Saturday, July 17, 2010

Austerity drive will hand billions to private sector.

There's a new Tory government in town, so it a time of austerity for the poorest in our society, but it's bonanza time for private companies.

Outsourcing firms are preparing for a bonanza of local authority contracts to provide everything from bin men to back office bureaucrats and have reported a doubling in the number of deals on offer this year. Private health companies are also expecting to earn billions of pounds from the planned overhaul of the NHS in which GPs would take over responsibility for spending £70bn.

Executives at Capita, the UK's largest outsourcing firm, said the number of opportunities for local authority contracts has already doubled this year and they see the healthcare market as "vast and potentially lucrative".

Richard Marchant, head of local government strategic partnerships at Capita, an FTSE-100 company which already works for councils in Harrow, Swindon, Southampton and Sheffield, said: "A major problem for the public sector is, we feel, a significant opportunity for us. Opportunities are at their highest level in two to three years. This year we have probably seen a 100% increase in opportunities [compared with 2009] and I suspect we will see another 50% increase in the following year."

Such an increase could deliver a £60m boost to Capita's revenues while councils are anticipating a 30% budget cut over the next four years. Other firms vying for town hall contracts include Serco and Mouchel.

This is the proof, were any needed, that what the Conservatives are up to has precious little to do with reducing the deficit and much more to do with shrinking the role of the state and moving the provision of private services over to the public sector.

• Exercise
In the austerity post, which firm is described as the UK's largest outsourcing firm?

• Available data
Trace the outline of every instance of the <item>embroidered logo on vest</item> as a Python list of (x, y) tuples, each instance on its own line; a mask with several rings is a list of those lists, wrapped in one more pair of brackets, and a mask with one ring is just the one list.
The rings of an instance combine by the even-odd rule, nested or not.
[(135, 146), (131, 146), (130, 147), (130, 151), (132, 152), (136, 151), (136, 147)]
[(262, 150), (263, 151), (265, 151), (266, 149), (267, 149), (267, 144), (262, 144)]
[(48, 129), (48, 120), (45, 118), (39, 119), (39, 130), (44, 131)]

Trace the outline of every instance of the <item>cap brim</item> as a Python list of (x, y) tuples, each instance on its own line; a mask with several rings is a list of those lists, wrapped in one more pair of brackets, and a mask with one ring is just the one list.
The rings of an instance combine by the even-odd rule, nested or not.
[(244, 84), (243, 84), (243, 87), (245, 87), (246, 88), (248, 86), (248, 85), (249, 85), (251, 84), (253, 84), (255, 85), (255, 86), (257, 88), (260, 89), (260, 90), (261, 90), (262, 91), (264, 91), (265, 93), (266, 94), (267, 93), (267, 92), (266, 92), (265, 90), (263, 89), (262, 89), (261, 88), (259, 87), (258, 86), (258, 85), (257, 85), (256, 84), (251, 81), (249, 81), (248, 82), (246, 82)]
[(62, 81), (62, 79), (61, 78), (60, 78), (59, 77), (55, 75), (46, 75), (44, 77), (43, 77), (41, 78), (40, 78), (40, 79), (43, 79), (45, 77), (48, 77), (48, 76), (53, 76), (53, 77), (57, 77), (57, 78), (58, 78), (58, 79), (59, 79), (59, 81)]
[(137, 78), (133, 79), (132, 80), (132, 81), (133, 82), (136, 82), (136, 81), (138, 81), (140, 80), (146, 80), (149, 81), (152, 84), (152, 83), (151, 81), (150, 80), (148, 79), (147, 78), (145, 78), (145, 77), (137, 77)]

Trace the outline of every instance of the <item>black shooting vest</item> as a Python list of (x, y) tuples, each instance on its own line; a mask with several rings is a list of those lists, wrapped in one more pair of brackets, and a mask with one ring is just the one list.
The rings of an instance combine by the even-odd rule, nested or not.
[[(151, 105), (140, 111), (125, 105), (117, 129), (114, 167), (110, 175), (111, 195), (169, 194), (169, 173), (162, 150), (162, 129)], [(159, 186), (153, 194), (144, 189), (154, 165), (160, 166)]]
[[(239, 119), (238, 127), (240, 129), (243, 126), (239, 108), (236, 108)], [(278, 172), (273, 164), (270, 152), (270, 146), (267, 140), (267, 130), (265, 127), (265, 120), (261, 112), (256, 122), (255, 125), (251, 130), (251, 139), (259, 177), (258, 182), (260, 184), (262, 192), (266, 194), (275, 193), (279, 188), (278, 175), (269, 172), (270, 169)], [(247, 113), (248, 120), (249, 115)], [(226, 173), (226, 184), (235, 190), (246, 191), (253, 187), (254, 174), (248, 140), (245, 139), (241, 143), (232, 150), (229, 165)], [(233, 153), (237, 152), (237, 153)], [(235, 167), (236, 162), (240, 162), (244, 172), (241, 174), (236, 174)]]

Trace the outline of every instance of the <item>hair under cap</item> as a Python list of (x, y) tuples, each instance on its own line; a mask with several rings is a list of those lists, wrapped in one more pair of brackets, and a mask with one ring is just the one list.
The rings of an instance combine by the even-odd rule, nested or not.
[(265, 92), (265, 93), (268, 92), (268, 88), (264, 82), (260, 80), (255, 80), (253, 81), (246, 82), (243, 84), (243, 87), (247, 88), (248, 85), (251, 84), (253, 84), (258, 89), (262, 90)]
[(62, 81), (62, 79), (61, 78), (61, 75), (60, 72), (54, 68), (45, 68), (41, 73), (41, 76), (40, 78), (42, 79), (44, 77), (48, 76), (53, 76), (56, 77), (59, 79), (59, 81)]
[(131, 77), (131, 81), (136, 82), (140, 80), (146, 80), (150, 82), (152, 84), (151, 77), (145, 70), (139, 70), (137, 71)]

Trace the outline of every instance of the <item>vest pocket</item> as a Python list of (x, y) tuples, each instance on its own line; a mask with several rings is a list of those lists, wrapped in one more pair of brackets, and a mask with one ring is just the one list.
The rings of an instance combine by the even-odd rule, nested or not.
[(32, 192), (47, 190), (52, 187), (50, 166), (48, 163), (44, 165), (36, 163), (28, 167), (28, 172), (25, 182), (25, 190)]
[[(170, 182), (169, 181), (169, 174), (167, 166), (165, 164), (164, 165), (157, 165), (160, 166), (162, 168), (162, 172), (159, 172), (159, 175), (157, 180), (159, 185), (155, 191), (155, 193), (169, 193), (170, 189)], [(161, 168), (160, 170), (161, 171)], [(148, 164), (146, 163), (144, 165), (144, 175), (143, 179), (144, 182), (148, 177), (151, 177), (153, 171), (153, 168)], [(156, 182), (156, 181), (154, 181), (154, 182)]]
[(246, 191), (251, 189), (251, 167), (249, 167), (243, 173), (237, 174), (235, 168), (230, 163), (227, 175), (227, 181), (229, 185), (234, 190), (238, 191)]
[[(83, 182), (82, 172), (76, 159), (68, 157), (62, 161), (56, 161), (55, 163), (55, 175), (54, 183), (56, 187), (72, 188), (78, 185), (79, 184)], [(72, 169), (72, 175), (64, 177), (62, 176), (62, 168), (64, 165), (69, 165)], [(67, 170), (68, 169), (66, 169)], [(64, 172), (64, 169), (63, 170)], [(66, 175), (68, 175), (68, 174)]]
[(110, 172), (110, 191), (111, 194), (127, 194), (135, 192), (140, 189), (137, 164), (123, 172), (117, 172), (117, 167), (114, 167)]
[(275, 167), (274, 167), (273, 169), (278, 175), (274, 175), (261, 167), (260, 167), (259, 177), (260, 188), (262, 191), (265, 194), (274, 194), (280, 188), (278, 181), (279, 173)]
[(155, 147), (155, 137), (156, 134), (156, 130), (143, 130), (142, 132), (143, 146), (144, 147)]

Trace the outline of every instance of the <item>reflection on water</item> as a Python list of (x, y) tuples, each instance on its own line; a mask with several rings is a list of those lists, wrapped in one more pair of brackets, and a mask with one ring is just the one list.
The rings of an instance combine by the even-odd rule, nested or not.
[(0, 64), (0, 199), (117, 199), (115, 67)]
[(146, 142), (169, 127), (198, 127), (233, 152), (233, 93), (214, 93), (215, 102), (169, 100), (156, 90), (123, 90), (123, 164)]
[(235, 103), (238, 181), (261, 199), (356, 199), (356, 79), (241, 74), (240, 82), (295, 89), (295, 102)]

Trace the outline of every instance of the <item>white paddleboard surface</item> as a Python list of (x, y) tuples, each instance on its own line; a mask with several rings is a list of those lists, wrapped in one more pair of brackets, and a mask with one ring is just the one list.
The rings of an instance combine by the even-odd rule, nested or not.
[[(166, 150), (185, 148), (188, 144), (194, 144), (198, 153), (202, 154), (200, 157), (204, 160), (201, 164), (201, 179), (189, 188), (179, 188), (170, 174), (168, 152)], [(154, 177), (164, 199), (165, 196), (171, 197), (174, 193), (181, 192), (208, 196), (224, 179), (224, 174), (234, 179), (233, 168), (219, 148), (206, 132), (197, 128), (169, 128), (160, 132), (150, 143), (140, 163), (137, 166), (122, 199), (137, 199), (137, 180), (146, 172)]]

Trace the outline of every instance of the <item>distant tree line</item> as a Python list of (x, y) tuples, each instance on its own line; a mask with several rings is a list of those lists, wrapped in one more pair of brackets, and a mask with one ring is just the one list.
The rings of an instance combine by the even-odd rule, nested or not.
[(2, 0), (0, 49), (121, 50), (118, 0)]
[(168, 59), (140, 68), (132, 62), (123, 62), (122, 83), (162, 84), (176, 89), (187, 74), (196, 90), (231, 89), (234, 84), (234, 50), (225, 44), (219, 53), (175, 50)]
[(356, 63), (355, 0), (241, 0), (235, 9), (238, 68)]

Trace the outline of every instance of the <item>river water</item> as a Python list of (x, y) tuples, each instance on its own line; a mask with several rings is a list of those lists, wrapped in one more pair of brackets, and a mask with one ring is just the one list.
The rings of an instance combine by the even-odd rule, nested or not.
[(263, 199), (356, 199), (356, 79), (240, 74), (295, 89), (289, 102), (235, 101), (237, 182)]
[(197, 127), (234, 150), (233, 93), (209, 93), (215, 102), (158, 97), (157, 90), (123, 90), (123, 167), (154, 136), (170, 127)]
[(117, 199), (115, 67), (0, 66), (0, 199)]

• Finished exercise
Capita